Großbritannien

Aufstockung und Einschnitte beim Krebsfonds

Ramgen - 16.01.2015, 08:32 Uhr


Ende August 2014 hatte der National England angekündigt, seinen Spezial-Fonds für Krebsarzneimittel (CDF) über zwei Jahre deutlich aufzustocken. Außerdem sollte der Expertenausschuss des CDF eine Reihe von Medikamenten, die zur Zeit auf der Liste stehen, neu bewerten und diejenigen mit dem geringsten klinischen Nutzen herausfiltern und gegebenenfalls aussortieren. Nun wurden die mit Spannung erwarteten Ergebnisse der Re-Evaluierung vorgelegt.

- [AUFGABEN DER ÜBUNG]
**1.** Gib den Text über den Krebsfonds wörtlich wieder, und zwar alles von „Ramgen - 16.01.2015, 08:32“ bis hinunter zu „der Re-Evaluierung vorgelegt.“.
**2.** Führe den Text über den britischen Krebsfonds nach seinem letzten Satz weiter.
Die Datensätze spielen dabei keine Rolle.

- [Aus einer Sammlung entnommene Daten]
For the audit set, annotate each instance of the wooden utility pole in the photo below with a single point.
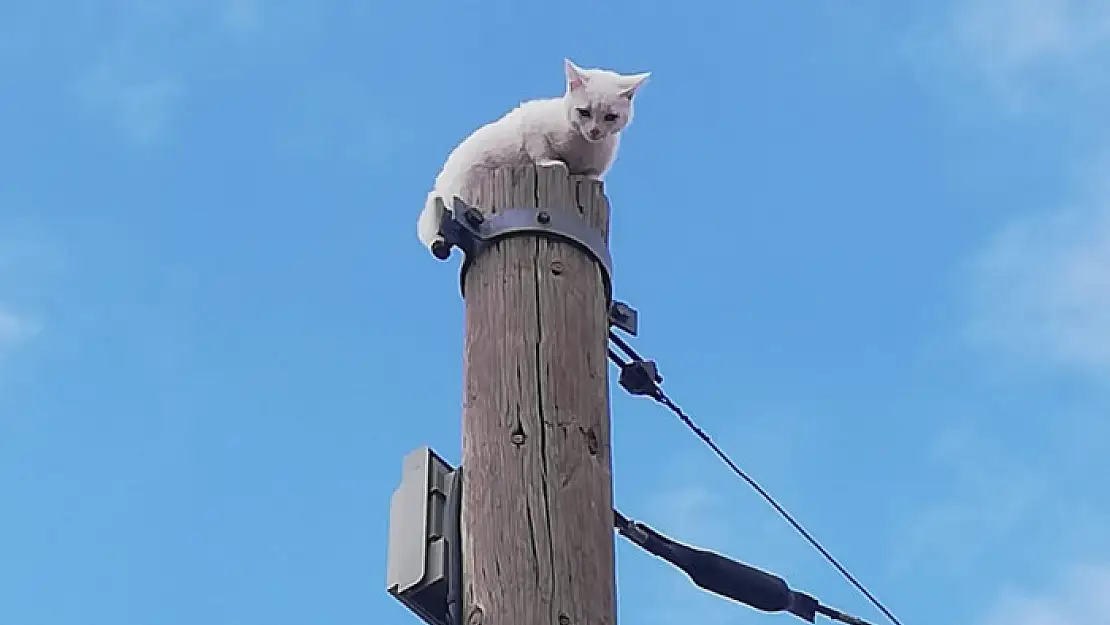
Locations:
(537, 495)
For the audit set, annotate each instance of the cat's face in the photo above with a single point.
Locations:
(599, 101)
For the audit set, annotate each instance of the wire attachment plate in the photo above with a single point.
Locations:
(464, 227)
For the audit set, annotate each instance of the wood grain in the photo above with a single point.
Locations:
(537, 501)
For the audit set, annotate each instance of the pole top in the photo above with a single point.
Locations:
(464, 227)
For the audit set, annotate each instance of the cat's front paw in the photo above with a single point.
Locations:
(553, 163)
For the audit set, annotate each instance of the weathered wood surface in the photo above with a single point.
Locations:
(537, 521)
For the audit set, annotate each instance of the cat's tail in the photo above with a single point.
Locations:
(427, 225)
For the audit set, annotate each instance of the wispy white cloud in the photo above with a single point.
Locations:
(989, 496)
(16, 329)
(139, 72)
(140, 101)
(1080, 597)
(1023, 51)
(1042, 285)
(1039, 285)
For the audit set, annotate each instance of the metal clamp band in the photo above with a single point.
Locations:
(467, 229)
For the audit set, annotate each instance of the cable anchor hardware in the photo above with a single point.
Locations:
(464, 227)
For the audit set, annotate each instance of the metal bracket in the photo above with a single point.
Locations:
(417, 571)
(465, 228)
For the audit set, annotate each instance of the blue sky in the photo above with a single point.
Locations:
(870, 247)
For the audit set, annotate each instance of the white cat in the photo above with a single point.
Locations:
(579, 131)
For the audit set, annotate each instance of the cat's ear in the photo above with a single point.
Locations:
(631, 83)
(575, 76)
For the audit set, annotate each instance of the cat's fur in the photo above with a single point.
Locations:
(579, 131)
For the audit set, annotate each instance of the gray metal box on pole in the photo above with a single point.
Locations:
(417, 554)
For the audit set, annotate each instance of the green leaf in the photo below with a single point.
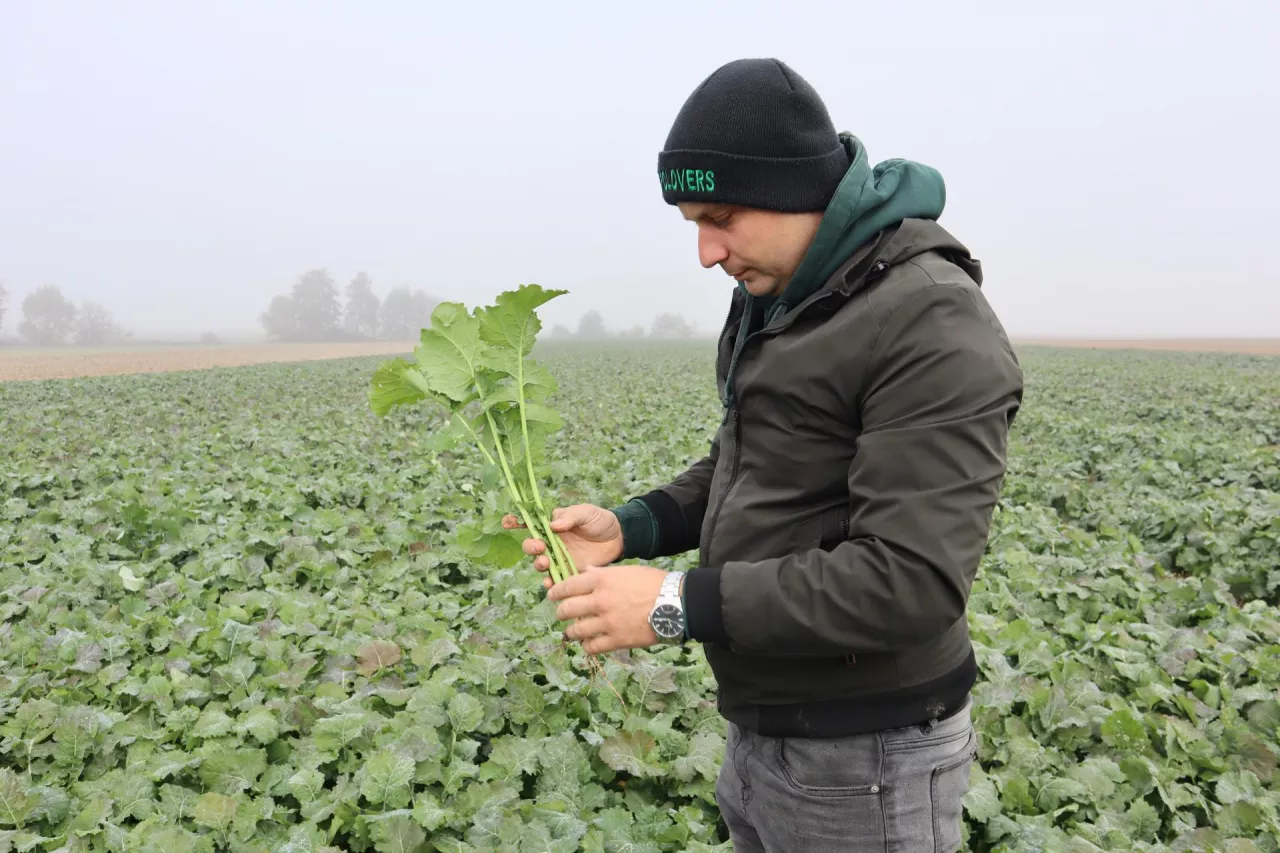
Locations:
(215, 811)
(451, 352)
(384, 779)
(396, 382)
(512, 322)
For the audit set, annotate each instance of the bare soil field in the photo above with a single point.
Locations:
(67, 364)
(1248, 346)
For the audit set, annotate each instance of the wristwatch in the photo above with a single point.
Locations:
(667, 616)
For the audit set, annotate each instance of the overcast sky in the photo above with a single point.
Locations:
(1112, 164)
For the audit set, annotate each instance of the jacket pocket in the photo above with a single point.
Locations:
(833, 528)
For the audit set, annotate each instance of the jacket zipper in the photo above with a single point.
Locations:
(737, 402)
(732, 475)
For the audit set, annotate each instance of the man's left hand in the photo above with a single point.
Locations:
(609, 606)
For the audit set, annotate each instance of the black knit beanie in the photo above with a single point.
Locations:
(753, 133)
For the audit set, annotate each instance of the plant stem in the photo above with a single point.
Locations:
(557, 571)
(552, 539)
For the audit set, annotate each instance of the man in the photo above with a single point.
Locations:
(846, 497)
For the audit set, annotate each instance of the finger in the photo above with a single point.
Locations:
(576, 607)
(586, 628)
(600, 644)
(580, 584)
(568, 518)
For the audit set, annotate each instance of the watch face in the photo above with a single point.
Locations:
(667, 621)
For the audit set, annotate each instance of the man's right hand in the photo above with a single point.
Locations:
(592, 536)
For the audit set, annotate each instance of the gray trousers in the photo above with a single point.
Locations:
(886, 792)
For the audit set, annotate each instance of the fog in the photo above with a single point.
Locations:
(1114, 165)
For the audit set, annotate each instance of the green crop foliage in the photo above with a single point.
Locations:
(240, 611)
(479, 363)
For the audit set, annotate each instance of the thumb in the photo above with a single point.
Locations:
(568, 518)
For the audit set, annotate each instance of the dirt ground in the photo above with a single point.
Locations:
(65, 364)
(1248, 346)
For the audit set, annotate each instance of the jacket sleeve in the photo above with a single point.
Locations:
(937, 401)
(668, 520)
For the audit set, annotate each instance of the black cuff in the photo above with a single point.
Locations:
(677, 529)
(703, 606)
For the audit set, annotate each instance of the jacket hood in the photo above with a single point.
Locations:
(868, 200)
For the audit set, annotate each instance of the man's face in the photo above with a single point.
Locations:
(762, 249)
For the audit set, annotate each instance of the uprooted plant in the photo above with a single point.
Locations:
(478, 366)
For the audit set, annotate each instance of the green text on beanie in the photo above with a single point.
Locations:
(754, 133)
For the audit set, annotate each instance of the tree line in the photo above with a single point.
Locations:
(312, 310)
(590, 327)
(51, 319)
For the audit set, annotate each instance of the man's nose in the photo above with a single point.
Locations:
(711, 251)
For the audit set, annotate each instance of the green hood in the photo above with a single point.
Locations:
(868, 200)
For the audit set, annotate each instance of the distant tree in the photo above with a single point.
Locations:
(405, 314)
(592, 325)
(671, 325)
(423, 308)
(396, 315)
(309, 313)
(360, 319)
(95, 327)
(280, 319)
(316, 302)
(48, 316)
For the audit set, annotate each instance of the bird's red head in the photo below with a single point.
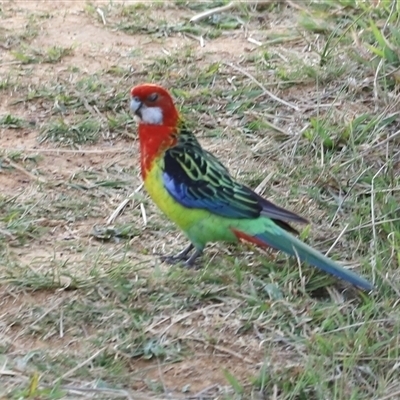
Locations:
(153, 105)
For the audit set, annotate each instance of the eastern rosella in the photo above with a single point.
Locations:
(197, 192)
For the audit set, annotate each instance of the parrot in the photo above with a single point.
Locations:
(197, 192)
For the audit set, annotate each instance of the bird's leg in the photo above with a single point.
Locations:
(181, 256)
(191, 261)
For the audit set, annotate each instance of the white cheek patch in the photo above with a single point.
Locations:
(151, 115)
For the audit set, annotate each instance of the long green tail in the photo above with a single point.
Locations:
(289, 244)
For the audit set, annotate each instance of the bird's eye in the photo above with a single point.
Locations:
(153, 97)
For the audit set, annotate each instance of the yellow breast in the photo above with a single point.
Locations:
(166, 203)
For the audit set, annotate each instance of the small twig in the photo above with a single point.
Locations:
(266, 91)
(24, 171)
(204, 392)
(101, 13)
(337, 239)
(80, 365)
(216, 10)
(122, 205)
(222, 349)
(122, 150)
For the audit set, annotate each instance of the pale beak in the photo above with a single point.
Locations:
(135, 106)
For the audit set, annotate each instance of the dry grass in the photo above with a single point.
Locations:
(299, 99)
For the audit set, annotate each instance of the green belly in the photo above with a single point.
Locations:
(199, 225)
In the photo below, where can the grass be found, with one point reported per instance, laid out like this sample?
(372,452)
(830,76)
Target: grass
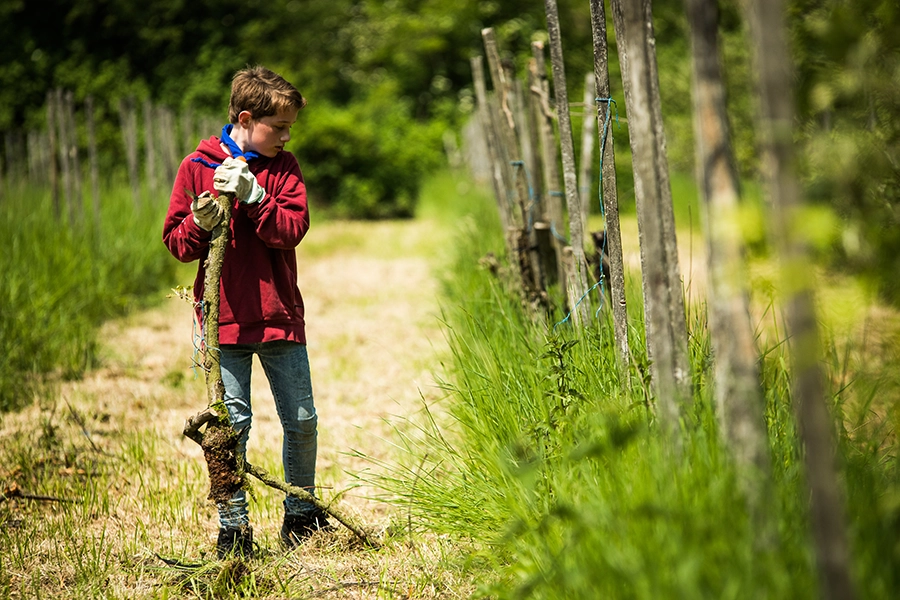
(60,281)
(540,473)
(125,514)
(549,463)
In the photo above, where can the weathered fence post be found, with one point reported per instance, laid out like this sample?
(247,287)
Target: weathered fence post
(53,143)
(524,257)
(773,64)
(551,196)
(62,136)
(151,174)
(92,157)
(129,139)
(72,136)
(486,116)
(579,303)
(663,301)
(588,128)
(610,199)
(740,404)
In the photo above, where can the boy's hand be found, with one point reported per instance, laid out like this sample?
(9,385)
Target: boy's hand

- [LÖSUNGEN DER ÜBUNG]
**1.**
Ramgen - 16.01.2015, 08:32 Uhr


Ende August 2014 hatte der National England angekündigt, seinen Spezial-Fonds für Krebsarzneimittel (CDF) über zwei Jahre deutlich aufzustocken. Außerdem sollte der Expertenausschuss des CDF eine Reihe von Medikamenten, die zur Zeit auf der Liste stehen, neu bewerten und diejenigen mit dem geringsten klinischen Nutzen herausfiltern und gegebenenfalls aussortieren. Nun wurden die mit Spannung erwarteten Ergebnisse der Re-Evaluierung vorgelegt.

**2.**
Die Liste wurde von einem nationalen Gremium von Onkologen, Apothekern und Patientenvertretern unter die Lupe genommen. In den Fällen, in denen ein Ausschluss wegen zu hoher Kosten der Medikation drohte, wurde den Herstellern die Möglichkeit gegeben, die Preise zu senken. Als Ergebnis der Überprüfung werden 59 der derzeit 84 gelisteten Indikationen (clinical uses) im CDF verbleiben. Dies schafft Spielraum für neue Medikationen, die erstmalig aufgenommen werden: Panitumumab gegen Darmkrebs, Ibrutinib zur Behandlung des Mantelzell-Lymphoms, einer Art von Nicht-Hodgkin-Lymphom und Ibrutinib für den Einsatz in der chronischen lymphatischen Leukämie (CLL).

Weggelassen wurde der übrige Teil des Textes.